What to produce: Retype everything in the listing, leaving each line exactly as it is.

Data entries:
______

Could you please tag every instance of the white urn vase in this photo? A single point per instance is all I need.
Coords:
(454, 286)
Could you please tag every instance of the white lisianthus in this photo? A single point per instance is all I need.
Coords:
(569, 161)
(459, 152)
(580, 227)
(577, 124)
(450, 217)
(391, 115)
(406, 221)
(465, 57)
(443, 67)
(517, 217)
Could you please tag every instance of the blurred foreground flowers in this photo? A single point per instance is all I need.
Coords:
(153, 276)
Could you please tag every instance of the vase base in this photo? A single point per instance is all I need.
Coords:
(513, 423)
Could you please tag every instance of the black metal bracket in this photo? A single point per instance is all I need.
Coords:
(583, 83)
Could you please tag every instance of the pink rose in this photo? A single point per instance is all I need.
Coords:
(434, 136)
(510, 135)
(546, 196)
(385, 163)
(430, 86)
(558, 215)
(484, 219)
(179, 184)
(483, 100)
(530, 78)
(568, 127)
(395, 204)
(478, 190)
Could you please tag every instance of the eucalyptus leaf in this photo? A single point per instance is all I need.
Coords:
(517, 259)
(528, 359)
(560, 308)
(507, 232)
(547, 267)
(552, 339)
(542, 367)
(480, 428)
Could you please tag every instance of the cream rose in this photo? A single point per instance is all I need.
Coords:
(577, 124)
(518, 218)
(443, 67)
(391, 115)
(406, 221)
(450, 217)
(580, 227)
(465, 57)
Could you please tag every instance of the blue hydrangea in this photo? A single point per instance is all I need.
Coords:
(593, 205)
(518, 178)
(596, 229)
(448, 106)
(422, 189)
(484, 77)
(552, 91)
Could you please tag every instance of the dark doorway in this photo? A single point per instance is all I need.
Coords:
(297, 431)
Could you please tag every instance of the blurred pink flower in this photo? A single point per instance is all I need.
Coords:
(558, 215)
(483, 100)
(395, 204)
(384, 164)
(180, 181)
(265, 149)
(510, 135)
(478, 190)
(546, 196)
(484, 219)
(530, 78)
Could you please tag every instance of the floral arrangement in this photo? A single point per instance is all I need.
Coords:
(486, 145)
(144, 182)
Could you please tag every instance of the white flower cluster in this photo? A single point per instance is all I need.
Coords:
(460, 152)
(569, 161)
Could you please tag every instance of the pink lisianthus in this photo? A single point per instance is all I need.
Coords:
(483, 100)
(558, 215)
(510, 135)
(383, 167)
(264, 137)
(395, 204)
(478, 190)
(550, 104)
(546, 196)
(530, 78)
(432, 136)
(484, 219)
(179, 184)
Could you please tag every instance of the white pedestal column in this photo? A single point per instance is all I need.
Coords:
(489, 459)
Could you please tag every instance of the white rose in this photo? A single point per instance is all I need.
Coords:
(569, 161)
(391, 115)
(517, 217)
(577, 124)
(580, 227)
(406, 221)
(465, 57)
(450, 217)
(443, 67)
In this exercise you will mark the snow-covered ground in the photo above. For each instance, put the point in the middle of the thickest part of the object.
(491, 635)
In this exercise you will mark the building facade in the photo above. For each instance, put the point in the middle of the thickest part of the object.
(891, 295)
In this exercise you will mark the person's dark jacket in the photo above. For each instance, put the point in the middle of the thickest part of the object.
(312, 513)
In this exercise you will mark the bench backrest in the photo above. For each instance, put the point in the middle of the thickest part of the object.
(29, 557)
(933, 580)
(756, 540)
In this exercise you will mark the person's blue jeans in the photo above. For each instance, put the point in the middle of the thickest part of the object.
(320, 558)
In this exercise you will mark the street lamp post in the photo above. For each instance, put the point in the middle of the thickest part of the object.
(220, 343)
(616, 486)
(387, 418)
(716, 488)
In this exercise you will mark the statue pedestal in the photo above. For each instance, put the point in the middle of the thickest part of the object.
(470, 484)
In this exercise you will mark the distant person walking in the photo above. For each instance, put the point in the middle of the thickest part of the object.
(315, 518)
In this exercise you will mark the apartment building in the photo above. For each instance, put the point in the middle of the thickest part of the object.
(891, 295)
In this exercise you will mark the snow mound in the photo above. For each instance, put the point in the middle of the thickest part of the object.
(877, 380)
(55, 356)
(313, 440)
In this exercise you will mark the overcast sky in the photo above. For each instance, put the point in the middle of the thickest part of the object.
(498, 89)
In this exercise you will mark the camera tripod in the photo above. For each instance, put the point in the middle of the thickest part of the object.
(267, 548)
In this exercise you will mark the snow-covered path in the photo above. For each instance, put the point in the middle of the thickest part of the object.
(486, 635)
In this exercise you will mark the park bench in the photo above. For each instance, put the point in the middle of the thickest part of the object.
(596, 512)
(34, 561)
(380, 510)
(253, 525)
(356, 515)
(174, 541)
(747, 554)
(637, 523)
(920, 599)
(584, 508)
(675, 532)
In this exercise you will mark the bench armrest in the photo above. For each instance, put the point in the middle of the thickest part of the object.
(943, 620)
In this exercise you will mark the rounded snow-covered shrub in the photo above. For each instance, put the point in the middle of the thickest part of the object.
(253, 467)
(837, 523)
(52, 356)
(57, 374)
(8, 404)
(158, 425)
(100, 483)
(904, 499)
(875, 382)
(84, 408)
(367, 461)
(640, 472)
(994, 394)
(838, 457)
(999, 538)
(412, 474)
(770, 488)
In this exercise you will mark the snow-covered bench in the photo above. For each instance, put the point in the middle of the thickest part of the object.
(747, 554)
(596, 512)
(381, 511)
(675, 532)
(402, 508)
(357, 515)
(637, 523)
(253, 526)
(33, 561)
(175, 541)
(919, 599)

______

The reply:
Could you please tag every instance of the white urn vase in this photo? A single point per instance is all I need.
Coords:
(454, 286)
Could you please tag every instance of the white lisianthus in this photo? A single point per instance is all I need.
Coords:
(569, 161)
(459, 152)
(580, 227)
(577, 124)
(450, 217)
(391, 115)
(406, 221)
(465, 57)
(443, 67)
(517, 217)
Could you please tag every instance of the blurred foreground flowers in this photo? A single point per instance is all I need.
Coords:
(153, 276)
Could you please tag every instance of the vase base in this photo? A single point per instance is all I need.
Coords:
(513, 423)
Could you please tag every instance of the black metal bracket in this photo? A single point per instance is all I need.
Coords:
(583, 83)
Could you please tag every instance of the pink rose in this photo? A single point per instance is all I need.
Coords:
(434, 136)
(510, 135)
(546, 196)
(385, 163)
(430, 86)
(558, 215)
(484, 219)
(179, 184)
(483, 100)
(530, 78)
(568, 127)
(395, 204)
(478, 190)
Could you please tag every instance of the eucalyptus leaf in this photo? A single point per instance is all I need.
Coords:
(517, 259)
(528, 359)
(560, 308)
(507, 232)
(547, 267)
(552, 339)
(542, 367)
(480, 428)
Could you please tag every instance of the cream rose in this photo? A single point per instance is all I need.
Coords:
(577, 124)
(518, 218)
(443, 67)
(391, 115)
(406, 221)
(450, 217)
(580, 227)
(465, 57)
Could you please tag every instance of the blue hydrangea in this photo? A single point per instance is all I need.
Coords:
(593, 205)
(518, 178)
(596, 229)
(448, 106)
(422, 189)
(484, 77)
(552, 91)
Could you please tag every instance of the dark doorway in this photo? A single point per instance is all I need.
Coords:
(297, 431)
Could you please tag every instance of the blurred pink flower in this photo? A single point per instance is all I need.
Coords:
(558, 215)
(483, 100)
(395, 204)
(384, 164)
(180, 181)
(265, 149)
(510, 135)
(478, 190)
(546, 196)
(484, 219)
(530, 78)
Could you please tag every instance of the floral arrangement in this photo? A single point per instance is all I need.
Coords:
(486, 145)
(144, 182)
Could you please tag every instance of the white flower cluster in this photo? A single point per instance is all I need.
Coords:
(460, 152)
(569, 161)
Could you please tag every instance of the pink lisianthus in this photo? A single point per instance is all I need.
Coords:
(483, 100)
(558, 215)
(510, 135)
(383, 167)
(264, 137)
(395, 204)
(478, 190)
(550, 104)
(546, 196)
(530, 78)
(432, 136)
(484, 219)
(179, 184)
Could you please tag every instance of the white pedestal column in this photo? A single point per instance is all I need.
Coords:
(489, 459)
Could you please tag every instance of the white rose in this photo? A single point per instance is all I need.
Coords:
(569, 161)
(391, 115)
(517, 217)
(577, 124)
(580, 227)
(406, 221)
(465, 57)
(450, 217)
(443, 67)
In this exercise you will mark the snow-covered ground in the photo above. For each instance, put the point in the middle of the thickest part of the object.
(491, 635)
In this exercise you will mark the building facade in the photo above. For each instance, put the point in the middle of the thickest part of the object.
(891, 295)
In this exercise you will mark the person's dark jacket in the photo above. For each instance, put the point in the middle of the thickest part of the object.
(312, 513)
In this exercise you will mark the bench backrest in the photo above. For each instance, put the point in the middle of the thickest part of the object.
(29, 557)
(933, 580)
(756, 540)
In this exercise you will mark the person's blue jeans in the photo above. For each instance, put the point in the middle of the thickest part of the object.
(320, 558)
In this exercise you will mark the street lamp post in the photo above. For each instance, put the point in the middle of the thickest part of the object.
(220, 343)
(616, 486)
(387, 418)
(716, 488)
In this exercise you will mark the statue pedestal in the photo above. For each instance, put the point in the middle of the thickest part of the object.
(470, 484)
In this exercise you will mark the distant person walking in the photo above. For each instance, put the point in the middle of the thickest part of the object.
(315, 518)
In this exercise you will mark the apartment building in the photo above. For each instance, put the point in the middle of the thickest part of the object.
(891, 295)
In this exercise you will mark the snow mound in the photo above. For each instance, put the point in the middle of the thickest part of the object.
(877, 380)
(55, 356)
(313, 440)
In this exercise you will mark the overcast sky in the photo above. For each instance, put the point in the middle of the thickest part of the object.
(498, 89)
In this exercise you will mark the camera tripod in the photo above. For each instance, put the point in the middle of the thickest part of the object.
(267, 548)
In this exercise you will mark the snow-covered path in the photo above. For each instance, put the point in the middle of the thickest part of the object.
(486, 635)
In this exercise you will mark the park bench in the photo above. For each instance, put the point in the middle of the thickest part of the object.
(596, 512)
(34, 561)
(380, 510)
(253, 525)
(356, 515)
(174, 541)
(747, 554)
(637, 523)
(920, 599)
(584, 508)
(675, 532)
In this exercise you will mark the bench armrest in the photo above. For each instance, put the point in the middle of the thickest part of the object.
(943, 620)
In this exercise you will mark the rounded snow-covered shrub in the photo above. For each instance, put the point in the middle of the thickest part of the object.
(253, 467)
(837, 523)
(52, 356)
(57, 374)
(8, 404)
(158, 425)
(100, 483)
(904, 499)
(875, 382)
(84, 408)
(367, 461)
(640, 472)
(994, 394)
(838, 457)
(999, 538)
(412, 474)
(770, 488)
In this exercise you will mark the snow-covered bench in the photo above. For each instance, put the point in the middle of the thickest part of the object.
(747, 554)
(596, 512)
(381, 511)
(675, 532)
(402, 508)
(357, 515)
(637, 523)
(253, 526)
(33, 561)
(175, 541)
(919, 599)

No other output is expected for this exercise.